Supplied text:
↓↓↓

# The calf is at it again! UGH!



## neener92 (Jun 14, 2012)

I have an anemic bottle calf, she hasn't been doing the greatest and just got over her scours. She is very skinny and poor looking. She gets calf milk twice daily. What do I do about her being anemic and how can I put weight on her? She have free choice grain/hay and access to water all the time.


----------



## ksalvagno (Jun 14, 2012)

What about getting some iron into her. Not sure if you can use Red Cell on calves. Hopefully a cattle person will be on soon.


----------



## redtailgal (Jun 14, 2012)

A few questions:

How old is she and what breed?

What caused her scours?

How was she treated?

How do you know she is anemic?

When you say calf milk, are you meaning powdered milk replacer?  What brand?  How much is she being fed? 

To answer your question, yes, she can have redcell.  I'd give about 2 ounces (drenched or in her bottle) every other day until she is no longer anemic.  BUT, you need to know why she is anemic and if this is really what is going on.  Scours dont usually cause anemia.

Go look at her gums and the inside of her lower eyelid.  If she is anemic they will be very pale.  Anemia is a symptom of something else.  If she is anemic, you can and should treat her for it, but you must figure what is causing it (and its not scours) and treat that as well.


----------



## sod (Jun 14, 2012)

i would take the hay away first off. that young of age they should only get calf feed otherwise they will not eat a sufficient ammount of energy and protein. you could go with a higher grade calf feed 18-20 % protein. another thing you could try is three time a day feeding. if the calf is still scouring give it 4 cloves of fresh garlic. the garlic will (should) kill the bacteria causing the scours. it works great for me.


----------



## redtailgal (Jun 14, 2012)

↑↑↑

Things to do:
• 1. Reproduce the calf thread word for word, starting at "## neener92 (Jun" and ending at "ksalvagno (Jun 14, 2012)".
• 2. Finish out the next part of the forum thread on the anemic bottle calf, picking up from the point where it stops.

Excerpted records:

↓↓↓

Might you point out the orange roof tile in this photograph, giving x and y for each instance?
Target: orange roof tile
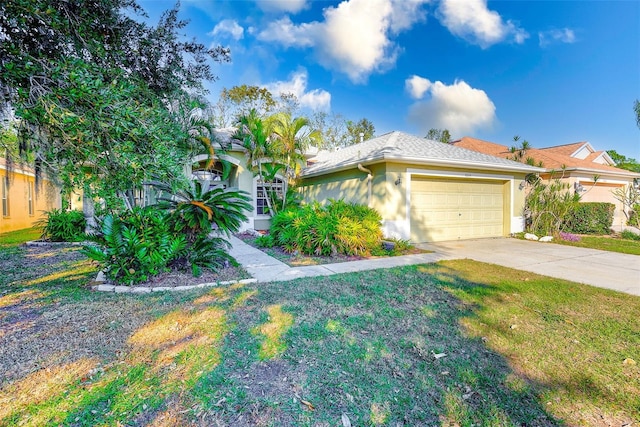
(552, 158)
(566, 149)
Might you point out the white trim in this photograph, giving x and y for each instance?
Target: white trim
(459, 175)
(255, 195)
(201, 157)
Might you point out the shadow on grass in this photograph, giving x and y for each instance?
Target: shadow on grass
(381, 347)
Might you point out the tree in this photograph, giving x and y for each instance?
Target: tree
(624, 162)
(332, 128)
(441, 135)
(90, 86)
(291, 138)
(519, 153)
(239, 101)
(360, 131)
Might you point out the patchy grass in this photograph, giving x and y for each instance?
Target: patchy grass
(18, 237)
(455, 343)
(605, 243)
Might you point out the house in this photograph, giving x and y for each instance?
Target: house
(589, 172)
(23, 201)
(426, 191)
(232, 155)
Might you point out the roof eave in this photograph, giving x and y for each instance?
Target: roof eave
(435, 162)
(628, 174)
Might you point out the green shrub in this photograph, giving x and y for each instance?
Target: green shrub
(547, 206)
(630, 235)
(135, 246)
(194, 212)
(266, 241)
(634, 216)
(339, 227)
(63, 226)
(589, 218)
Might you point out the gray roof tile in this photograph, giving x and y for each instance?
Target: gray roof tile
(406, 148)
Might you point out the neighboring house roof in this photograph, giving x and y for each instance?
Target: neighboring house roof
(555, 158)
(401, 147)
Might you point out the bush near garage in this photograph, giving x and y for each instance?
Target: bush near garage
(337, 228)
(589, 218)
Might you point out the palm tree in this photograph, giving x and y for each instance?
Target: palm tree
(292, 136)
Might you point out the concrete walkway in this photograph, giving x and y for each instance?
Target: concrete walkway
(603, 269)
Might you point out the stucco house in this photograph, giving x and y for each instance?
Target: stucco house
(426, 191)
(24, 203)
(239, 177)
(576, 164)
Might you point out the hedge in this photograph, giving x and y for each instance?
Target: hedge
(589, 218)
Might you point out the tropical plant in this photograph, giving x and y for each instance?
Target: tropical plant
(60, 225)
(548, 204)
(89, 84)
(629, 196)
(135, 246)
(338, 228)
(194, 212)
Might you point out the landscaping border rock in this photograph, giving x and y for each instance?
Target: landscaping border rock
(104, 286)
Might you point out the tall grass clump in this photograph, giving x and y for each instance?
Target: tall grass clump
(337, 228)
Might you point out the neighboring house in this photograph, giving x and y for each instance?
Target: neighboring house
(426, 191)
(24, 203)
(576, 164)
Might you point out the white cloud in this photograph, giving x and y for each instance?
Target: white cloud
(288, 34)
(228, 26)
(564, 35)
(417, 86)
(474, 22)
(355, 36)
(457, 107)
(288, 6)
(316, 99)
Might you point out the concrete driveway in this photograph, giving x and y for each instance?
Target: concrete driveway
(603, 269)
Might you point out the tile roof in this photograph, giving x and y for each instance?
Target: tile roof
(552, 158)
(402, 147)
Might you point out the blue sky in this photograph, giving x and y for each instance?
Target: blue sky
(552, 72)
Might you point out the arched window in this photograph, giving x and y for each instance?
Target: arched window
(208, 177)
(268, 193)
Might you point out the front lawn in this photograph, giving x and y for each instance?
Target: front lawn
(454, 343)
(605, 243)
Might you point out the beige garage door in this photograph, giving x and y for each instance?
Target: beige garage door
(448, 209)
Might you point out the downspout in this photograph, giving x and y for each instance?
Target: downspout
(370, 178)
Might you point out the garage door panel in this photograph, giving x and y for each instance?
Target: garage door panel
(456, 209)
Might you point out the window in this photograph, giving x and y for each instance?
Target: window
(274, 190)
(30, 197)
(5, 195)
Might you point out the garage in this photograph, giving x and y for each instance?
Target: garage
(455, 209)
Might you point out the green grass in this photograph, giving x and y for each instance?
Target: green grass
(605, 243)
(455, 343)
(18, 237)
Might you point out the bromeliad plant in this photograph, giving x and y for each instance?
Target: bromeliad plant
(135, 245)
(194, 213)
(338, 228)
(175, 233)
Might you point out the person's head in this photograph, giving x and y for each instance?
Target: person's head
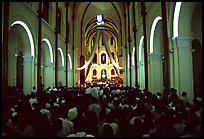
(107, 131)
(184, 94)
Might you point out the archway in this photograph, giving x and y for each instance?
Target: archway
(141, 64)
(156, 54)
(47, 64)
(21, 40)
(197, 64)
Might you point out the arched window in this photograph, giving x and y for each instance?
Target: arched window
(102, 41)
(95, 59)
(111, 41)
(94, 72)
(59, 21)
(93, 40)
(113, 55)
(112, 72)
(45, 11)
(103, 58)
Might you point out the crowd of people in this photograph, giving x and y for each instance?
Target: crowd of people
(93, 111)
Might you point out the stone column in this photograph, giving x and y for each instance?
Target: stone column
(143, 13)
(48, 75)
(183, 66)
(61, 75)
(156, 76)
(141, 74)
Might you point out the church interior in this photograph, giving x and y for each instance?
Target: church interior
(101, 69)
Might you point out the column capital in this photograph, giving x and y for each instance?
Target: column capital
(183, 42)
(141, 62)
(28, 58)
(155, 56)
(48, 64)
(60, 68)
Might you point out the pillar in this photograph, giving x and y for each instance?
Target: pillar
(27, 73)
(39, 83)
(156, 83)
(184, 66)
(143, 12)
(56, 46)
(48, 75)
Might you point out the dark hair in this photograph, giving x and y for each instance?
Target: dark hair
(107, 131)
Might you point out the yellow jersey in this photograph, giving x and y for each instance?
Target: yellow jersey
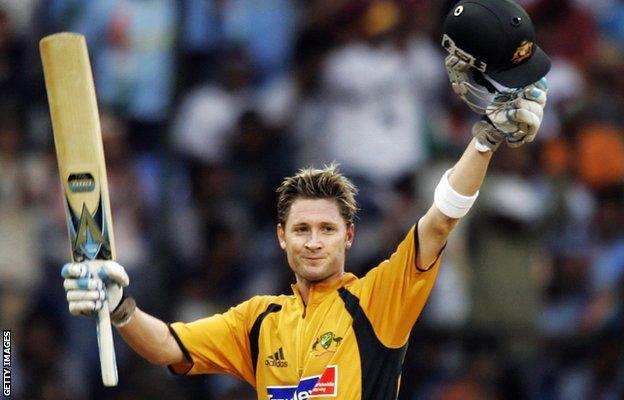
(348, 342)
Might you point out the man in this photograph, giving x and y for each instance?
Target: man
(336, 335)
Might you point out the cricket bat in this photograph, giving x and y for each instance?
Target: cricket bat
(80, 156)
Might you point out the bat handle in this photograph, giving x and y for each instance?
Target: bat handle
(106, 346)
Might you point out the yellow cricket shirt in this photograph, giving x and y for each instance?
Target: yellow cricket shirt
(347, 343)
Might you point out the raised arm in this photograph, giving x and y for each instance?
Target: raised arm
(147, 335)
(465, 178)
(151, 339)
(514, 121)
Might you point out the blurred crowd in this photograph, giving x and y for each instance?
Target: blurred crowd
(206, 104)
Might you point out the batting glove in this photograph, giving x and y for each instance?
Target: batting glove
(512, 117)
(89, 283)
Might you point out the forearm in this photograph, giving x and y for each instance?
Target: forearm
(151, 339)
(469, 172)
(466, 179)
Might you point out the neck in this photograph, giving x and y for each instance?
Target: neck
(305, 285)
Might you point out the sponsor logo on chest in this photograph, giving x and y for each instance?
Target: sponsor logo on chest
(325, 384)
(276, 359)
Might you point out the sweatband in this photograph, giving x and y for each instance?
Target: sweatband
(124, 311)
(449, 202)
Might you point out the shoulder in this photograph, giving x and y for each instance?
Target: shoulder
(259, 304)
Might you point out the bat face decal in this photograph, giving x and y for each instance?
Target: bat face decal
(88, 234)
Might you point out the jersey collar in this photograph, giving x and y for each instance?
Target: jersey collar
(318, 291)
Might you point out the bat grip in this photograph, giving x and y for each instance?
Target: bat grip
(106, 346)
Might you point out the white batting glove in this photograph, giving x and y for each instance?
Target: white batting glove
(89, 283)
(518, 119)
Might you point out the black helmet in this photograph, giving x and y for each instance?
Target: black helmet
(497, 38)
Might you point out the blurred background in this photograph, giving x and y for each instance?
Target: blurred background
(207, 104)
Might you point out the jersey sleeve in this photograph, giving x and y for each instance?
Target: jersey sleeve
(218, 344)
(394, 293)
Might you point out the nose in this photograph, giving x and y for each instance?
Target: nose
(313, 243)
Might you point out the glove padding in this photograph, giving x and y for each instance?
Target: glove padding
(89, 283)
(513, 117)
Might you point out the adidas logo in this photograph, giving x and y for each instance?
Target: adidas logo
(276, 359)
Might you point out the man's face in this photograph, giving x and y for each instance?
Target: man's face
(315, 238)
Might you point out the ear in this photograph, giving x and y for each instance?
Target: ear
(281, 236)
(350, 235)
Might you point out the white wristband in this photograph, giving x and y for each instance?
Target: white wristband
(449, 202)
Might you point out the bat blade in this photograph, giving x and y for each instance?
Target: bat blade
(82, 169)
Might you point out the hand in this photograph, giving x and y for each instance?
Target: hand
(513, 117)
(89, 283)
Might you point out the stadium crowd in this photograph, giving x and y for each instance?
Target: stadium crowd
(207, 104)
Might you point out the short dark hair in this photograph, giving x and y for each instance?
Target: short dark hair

↑↑↑

Outputs by task:
• 1.
## neener92 (Jun 14, 2012)

I have an anemic bottle calf, she hasn't been doing the greatest and just got over her scours. She is very skinny and poor looking. She gets calf milk twice daily. What do I do about her being anemic and how can I put weight on her? She have free choice grain/hay and access to water all the time.


----------



## ksalvagno (Jun 14, 2012)

• 2.
Garlic does have some powerful germ killing properties.  However, feeding large amounts (more than say a teaspoon a week) can cause some problems.  Garlic contains a substance called  thiosulphate which is not metabolized well in ruminants.  It can quickly build up in there system and cause a problem with their hemoglobin......namely it causes them to become profoundly anemic.

Fed in low does over a long period of time can result in damaged liver and kidneys.

It's my opinion that while Garlic can be very beneficial in natural husbandry, it should be used wisely and with plenty of caution.  FYI......onions have an even higher amount of  thiosulphate.  There have been cattle that have died from grazing in a wild onion intense pasture.

We keep hay in available to calves from day one.  We've never had a problem with it.  For a scouring animal, we take away all feed EXCEPT the hay.  Older animals need the long stem roughage to keep the rumen active, while young ones need it to help develop the rumen.

I'm trying to find some websites for you concerning this matter.  I'll post again when I find them.


----------



## redtailgal (Jun 14, 2012)

Members of the genus Allium contain the cultivated garlic, wild garlic and onion. Animals eating the wild onion seldom become sick, but their meat and milk may become tainted. In the United States, the cultivated onion has caused fatal poisoning in cattle and horses, especially in the state of Oregon where onions are grown commercially and large amounts are fed to livestock (1).

quote from :  http://www.ncbi.nlm.nih.gov/pmc/articles/PMC1697718/pdf/canvetj00385-0050.pdf


An alkaloid, N-propyl disulphide, present in both cultivated and wild onions, chives, and garlic, affects the enzyme, glucose-6-phosphate dehydrogenase in RBCs thereby interfering with the hexose monophosphate pathway [1,2]. Oxidation of hemoglobin results because there is insufficient phosphate dehydrogenase or glutathione to protect the RBCs from oxidative injury [1]. The oxidized hemoglobin precipitates in the RBCs to form Heinz bodies. The cells containing Heinz bodies are removed by the spleen with the resulting anemia being proportional to the number of Heinz bodies formed and the rate at which the spleen removes the damaged cells. Cattle are the most susceptible to onion poisoning; horses and dogs are intermediate; and sheep and goats are the most resistant [3-8]. Pregnant ewes are able to eat a diet consisting of 90 to 100 percent cull onions without developing a severe anemia as would cattle on a ration with more than 25 percent dry matter of onions. The sheep's adaptation to onions appears to be related to the ability of the animal's rumen microflora to rapidly change to a population of organisms capable of reducing the sulfide in the onions [9]. Sheep are therefore able to metabolize the sulfide in the rumen more effectively than can cattle, thus preventing a progressive Heinz body anemia from developing

quote from:  http://www.homoeopathyclassical.com/article_plant_poisoning.html


----------



## sod (Jun 15, 2012)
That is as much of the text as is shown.